## Dataset entries
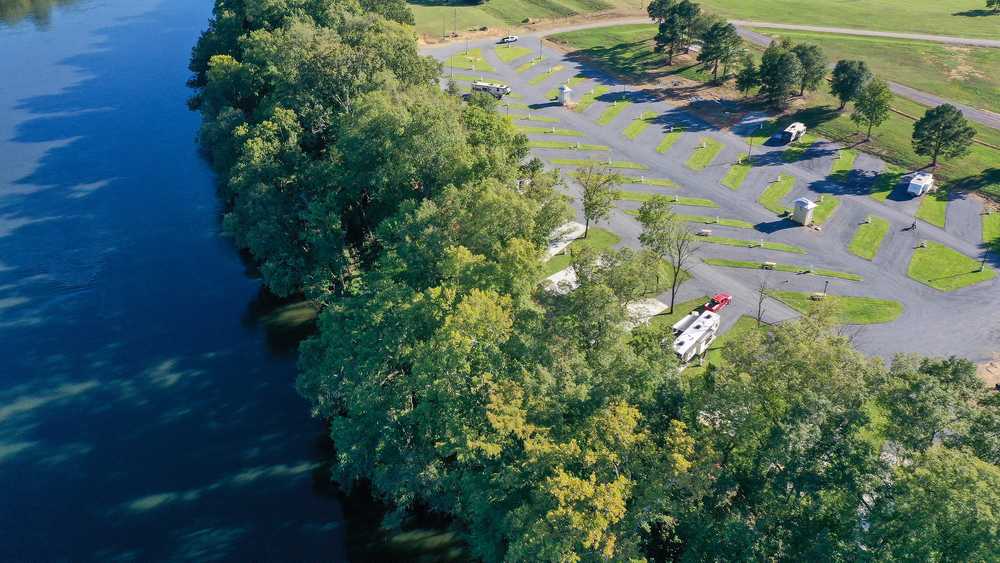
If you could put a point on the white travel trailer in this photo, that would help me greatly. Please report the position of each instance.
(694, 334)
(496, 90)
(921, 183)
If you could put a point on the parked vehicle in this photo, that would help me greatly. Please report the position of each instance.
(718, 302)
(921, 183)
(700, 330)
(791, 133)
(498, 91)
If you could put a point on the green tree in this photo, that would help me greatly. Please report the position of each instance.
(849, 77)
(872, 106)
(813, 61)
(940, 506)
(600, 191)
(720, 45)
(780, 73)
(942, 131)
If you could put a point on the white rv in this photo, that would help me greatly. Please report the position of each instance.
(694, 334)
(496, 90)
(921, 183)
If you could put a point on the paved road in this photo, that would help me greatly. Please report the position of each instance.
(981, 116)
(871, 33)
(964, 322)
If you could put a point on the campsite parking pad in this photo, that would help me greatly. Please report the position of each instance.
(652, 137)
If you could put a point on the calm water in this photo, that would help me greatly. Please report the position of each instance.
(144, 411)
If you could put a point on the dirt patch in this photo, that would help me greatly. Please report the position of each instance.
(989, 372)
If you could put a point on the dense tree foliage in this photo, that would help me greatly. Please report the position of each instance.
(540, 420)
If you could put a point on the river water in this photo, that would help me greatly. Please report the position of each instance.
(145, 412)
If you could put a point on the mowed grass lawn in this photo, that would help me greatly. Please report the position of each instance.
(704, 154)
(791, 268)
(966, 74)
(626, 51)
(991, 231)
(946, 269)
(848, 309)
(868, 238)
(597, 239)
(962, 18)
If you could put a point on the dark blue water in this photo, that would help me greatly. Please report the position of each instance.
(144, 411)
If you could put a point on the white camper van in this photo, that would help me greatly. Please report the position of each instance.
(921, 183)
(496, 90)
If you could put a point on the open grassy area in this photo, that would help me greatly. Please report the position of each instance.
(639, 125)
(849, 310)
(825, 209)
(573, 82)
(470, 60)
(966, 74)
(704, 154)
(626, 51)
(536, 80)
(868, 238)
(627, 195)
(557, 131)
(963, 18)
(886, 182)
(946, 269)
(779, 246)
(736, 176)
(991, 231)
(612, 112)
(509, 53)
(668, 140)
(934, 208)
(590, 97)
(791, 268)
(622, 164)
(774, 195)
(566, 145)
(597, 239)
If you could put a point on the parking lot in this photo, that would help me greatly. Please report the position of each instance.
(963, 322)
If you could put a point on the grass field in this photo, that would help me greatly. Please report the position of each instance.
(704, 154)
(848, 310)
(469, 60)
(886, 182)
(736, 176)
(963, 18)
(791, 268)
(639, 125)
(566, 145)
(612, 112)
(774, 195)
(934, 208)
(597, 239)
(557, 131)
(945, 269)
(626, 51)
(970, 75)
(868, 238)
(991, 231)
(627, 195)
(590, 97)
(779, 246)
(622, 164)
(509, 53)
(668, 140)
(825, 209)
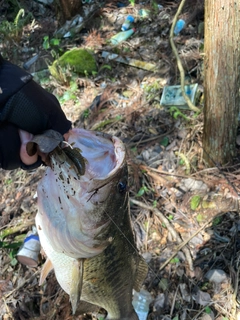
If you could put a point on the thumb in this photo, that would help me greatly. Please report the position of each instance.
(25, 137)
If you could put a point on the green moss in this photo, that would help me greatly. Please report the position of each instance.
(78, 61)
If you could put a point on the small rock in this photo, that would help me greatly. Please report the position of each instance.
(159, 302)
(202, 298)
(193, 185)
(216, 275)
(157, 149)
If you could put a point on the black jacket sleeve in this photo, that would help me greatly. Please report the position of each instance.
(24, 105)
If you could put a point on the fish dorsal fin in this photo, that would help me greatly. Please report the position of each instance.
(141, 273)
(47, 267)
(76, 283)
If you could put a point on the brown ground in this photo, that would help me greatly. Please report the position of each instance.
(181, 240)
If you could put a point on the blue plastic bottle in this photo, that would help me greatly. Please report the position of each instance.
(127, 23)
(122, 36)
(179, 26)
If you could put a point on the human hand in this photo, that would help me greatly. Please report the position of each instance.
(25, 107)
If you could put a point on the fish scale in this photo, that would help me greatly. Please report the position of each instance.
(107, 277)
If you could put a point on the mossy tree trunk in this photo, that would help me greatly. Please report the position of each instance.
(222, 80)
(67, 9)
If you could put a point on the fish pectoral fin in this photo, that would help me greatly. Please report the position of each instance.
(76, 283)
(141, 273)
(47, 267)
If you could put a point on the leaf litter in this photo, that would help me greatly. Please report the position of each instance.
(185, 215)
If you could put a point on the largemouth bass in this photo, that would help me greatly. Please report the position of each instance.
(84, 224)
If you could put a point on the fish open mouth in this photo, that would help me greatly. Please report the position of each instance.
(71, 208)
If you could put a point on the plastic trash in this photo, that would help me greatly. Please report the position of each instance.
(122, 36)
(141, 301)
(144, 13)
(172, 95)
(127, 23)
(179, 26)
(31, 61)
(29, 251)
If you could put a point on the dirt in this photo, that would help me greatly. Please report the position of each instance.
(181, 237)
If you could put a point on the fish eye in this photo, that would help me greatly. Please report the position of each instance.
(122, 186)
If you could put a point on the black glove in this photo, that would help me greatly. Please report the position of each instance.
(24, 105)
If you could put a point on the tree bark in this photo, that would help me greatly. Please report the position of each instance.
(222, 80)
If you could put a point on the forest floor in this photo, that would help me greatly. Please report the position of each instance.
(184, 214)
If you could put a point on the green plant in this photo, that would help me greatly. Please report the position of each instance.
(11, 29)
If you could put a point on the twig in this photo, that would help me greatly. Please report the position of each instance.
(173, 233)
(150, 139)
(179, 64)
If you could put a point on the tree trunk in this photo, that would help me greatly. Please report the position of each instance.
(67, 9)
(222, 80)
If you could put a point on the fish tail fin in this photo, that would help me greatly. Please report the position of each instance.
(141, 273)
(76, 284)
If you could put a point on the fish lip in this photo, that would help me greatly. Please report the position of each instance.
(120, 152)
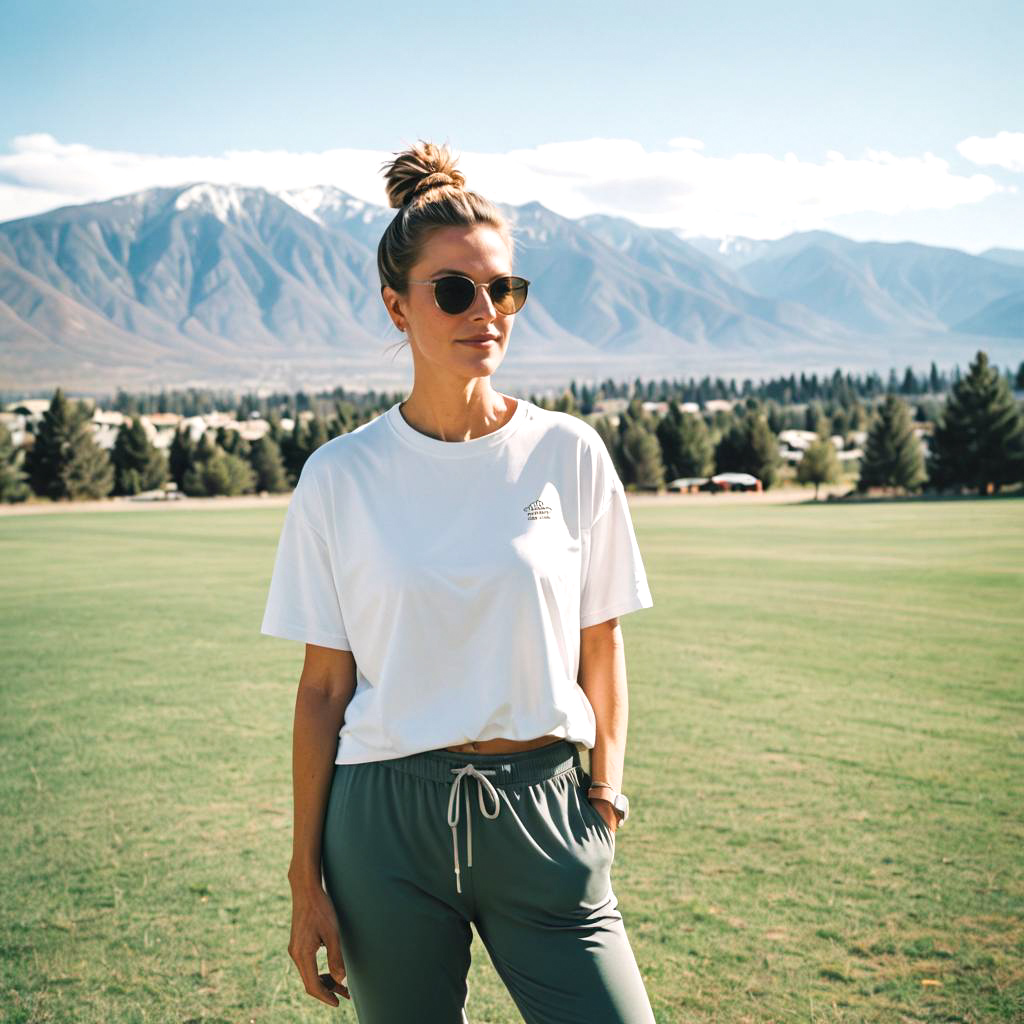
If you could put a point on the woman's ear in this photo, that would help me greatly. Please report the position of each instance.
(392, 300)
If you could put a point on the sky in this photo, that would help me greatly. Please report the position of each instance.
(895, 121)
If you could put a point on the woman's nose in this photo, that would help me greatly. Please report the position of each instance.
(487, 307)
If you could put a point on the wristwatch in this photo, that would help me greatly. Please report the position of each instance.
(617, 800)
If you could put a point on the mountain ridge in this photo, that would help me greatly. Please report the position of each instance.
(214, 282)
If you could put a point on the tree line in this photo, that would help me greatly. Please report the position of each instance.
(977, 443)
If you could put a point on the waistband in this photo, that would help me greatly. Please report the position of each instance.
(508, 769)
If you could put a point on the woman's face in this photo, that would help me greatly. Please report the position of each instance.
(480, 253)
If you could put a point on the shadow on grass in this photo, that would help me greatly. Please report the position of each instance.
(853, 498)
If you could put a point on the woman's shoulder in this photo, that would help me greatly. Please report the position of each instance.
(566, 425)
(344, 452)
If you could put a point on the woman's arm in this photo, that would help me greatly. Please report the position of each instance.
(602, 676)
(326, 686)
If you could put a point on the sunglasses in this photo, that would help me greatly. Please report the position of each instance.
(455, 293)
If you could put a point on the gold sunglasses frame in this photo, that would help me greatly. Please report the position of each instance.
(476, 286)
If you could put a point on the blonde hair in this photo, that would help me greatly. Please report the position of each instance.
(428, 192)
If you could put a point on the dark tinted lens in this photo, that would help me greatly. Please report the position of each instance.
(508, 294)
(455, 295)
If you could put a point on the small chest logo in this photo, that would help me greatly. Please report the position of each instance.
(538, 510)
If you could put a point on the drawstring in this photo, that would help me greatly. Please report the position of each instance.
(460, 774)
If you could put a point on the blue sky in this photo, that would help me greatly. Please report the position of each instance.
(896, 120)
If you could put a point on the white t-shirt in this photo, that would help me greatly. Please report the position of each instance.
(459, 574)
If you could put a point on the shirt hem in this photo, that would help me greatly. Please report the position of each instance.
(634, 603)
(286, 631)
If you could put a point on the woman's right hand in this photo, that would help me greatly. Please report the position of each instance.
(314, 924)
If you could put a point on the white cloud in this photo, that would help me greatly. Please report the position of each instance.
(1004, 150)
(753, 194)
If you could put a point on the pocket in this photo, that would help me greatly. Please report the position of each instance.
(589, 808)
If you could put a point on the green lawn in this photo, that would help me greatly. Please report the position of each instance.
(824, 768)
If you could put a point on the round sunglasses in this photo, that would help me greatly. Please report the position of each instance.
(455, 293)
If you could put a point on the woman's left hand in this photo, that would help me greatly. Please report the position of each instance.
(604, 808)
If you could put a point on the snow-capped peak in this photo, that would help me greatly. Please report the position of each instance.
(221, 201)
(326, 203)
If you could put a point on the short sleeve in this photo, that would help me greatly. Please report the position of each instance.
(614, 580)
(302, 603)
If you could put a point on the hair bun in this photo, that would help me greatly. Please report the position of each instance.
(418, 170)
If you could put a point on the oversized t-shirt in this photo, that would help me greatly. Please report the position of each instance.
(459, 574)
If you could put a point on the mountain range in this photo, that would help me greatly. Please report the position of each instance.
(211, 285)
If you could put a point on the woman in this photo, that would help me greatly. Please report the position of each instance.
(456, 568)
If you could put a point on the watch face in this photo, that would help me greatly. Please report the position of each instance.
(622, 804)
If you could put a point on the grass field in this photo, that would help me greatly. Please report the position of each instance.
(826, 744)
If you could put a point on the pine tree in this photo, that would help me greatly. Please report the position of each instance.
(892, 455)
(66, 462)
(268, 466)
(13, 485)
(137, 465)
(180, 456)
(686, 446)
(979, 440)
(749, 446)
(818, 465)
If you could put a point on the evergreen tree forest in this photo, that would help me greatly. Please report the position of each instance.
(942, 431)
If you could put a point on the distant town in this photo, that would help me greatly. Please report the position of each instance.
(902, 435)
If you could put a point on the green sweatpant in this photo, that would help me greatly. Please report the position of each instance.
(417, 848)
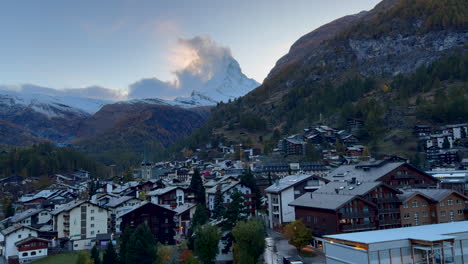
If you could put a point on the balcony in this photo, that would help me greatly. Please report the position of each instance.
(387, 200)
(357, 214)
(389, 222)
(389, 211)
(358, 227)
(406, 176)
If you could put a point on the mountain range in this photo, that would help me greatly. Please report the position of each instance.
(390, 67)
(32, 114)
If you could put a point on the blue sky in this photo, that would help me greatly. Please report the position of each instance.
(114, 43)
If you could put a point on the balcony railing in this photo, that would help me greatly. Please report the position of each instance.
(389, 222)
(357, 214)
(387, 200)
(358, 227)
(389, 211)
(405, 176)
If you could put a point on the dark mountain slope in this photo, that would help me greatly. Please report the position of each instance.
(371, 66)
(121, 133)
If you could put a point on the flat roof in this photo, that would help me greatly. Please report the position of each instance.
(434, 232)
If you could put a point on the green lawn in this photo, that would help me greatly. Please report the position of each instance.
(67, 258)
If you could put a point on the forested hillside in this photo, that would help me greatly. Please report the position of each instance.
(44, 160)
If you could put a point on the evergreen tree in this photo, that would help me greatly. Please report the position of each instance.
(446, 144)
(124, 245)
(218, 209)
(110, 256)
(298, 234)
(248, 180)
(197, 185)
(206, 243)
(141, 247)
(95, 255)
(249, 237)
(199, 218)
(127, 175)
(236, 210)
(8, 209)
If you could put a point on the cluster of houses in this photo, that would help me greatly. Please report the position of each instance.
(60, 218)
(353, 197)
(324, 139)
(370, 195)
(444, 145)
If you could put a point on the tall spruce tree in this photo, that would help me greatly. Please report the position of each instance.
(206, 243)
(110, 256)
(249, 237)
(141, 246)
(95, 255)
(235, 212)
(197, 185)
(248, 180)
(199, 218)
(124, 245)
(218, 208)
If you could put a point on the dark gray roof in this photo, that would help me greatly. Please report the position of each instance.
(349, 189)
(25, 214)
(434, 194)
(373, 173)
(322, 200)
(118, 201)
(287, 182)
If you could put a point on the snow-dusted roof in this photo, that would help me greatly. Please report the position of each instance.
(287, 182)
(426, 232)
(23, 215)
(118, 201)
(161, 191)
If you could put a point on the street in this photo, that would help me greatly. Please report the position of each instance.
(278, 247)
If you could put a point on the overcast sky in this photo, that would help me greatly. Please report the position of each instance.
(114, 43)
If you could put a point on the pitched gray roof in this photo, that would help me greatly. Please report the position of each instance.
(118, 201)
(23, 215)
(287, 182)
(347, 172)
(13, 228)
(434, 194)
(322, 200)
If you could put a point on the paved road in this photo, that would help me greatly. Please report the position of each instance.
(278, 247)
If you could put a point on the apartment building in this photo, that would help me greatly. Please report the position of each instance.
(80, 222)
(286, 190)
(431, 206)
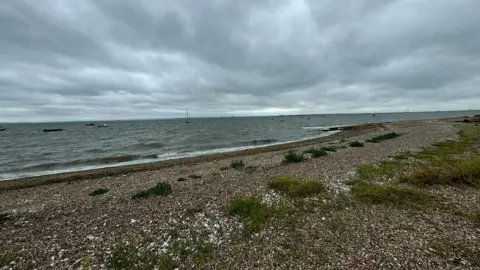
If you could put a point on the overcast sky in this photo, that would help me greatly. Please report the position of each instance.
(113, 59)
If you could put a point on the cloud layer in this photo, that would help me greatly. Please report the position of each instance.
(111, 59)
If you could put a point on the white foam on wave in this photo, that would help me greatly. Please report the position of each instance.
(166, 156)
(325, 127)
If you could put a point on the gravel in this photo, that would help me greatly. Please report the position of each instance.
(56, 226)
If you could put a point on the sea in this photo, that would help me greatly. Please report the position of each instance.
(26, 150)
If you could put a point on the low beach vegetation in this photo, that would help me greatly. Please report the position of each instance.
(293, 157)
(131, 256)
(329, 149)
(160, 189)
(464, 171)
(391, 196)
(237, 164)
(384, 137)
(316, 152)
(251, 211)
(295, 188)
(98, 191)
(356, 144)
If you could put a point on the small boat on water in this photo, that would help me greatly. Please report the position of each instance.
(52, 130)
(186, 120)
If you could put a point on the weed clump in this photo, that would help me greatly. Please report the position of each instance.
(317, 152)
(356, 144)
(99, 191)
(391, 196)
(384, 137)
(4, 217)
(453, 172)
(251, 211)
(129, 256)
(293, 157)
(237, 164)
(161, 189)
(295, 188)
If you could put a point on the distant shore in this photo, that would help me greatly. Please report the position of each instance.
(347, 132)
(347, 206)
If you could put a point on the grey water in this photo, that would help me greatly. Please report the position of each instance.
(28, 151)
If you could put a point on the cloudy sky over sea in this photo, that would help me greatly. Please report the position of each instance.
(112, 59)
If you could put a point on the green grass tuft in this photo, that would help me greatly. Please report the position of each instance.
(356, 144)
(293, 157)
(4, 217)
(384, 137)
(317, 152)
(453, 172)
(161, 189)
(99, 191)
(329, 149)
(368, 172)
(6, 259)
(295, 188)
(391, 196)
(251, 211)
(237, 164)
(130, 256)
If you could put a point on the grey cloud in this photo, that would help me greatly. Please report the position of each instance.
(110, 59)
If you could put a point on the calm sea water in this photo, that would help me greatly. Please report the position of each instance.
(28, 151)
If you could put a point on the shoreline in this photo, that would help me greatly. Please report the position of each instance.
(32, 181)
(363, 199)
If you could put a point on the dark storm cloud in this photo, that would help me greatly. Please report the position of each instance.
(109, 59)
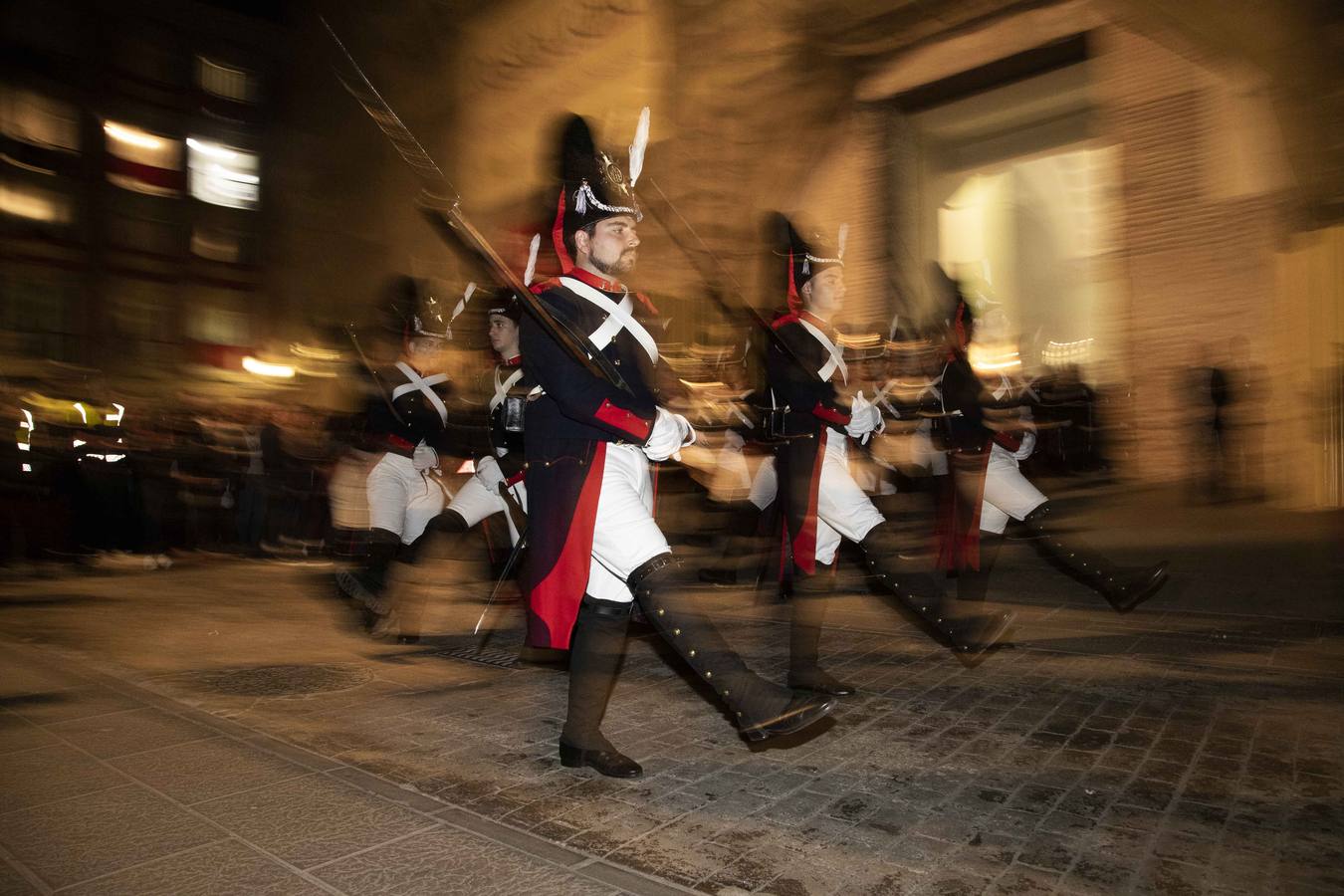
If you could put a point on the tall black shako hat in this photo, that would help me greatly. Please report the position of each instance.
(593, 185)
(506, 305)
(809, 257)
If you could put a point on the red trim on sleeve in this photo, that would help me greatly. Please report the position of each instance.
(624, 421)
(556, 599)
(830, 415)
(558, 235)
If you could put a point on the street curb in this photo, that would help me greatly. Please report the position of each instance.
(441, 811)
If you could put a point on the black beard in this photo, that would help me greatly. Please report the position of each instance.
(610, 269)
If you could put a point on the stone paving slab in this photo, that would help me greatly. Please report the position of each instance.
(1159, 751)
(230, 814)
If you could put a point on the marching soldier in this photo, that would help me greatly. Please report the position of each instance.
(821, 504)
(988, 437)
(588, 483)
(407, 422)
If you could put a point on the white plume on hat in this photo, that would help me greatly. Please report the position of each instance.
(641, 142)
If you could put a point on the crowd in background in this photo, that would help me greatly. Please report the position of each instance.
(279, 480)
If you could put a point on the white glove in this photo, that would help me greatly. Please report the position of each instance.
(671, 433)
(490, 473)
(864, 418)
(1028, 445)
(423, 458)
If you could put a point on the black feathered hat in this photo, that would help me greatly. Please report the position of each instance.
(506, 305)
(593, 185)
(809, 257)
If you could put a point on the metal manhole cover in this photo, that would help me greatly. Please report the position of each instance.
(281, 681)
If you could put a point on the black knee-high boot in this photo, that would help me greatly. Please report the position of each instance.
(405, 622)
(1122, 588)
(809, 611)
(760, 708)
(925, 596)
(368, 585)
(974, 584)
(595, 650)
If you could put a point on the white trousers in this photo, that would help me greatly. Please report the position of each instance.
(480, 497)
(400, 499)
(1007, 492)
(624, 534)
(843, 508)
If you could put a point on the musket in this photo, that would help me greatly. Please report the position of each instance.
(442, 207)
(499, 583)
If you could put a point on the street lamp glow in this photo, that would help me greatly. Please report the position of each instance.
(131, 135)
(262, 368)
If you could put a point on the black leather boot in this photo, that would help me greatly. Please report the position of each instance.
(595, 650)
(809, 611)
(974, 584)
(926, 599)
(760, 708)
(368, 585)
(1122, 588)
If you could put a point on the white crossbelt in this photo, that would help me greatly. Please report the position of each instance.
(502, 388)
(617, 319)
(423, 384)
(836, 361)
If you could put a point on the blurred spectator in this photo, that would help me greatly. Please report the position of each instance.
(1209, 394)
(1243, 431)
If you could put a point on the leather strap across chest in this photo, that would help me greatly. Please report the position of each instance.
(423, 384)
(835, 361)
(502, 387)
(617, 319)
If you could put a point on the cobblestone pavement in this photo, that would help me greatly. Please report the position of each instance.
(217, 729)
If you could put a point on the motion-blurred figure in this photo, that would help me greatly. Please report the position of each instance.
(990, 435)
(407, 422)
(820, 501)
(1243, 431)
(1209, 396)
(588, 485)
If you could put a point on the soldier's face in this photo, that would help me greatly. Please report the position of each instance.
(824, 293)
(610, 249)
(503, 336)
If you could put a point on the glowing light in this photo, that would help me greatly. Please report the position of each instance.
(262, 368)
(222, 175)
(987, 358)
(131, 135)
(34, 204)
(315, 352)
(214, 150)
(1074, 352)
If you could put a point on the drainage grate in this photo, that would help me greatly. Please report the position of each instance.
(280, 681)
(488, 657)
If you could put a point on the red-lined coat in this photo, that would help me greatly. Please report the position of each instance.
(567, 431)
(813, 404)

## Brief
Repeat exactly, and only, the lines of the records above, starting with the line that contains "If you could put a point on the cobblestone" and ending with the final line, both included.

## Complete output
If you could put a point on the cobblestone pavement in this photo, that would help me greatly. Please report the position of each instance.
(217, 729)
If you could put a point on the motion-blurred figure in this photo, that would help me greatly. Please report the position of each instance.
(990, 435)
(407, 422)
(820, 501)
(1243, 431)
(1209, 396)
(588, 485)
If you could put a point on the soldier's face in this photo, that would help me greatly. Please report the position of each instance.
(824, 293)
(610, 249)
(503, 336)
If you could put a point on the glowing light in this photo, that would help me greatly. Please report the position of each instance.
(262, 368)
(222, 175)
(987, 358)
(131, 135)
(34, 204)
(315, 352)
(214, 150)
(1074, 352)
If you could put a point on the drainage grate in this photo, that would help me greatly. Please report the position of each instance.
(280, 681)
(488, 657)
If you could put a point on the red-lined coat in this photo, that would help me greatly. Please report the position of each instance.
(567, 431)
(813, 404)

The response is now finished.